◆ **O QUE SE PEDE**
Transcreva as linhas de todas as entradas abaixo, sem qualquer alteração.

◆ **CONTEÚDO DOS DADOS**

━━━━━━━━

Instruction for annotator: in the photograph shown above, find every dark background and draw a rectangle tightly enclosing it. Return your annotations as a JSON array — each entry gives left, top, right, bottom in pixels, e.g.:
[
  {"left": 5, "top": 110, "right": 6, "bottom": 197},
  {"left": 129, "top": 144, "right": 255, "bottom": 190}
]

━━━━━━━━

◆ **SOLUÇÃO DO EXERCÍCIO**
Instruction for annotator: in the photograph shown above, find every dark background and draw a rectangle tightly enclosing it. Return your annotations as a JSON array — each entry gives left, top, right, bottom in pixels, e.g.:
[
  {"left": 5, "top": 110, "right": 6, "bottom": 197},
  {"left": 129, "top": 144, "right": 255, "bottom": 190}
]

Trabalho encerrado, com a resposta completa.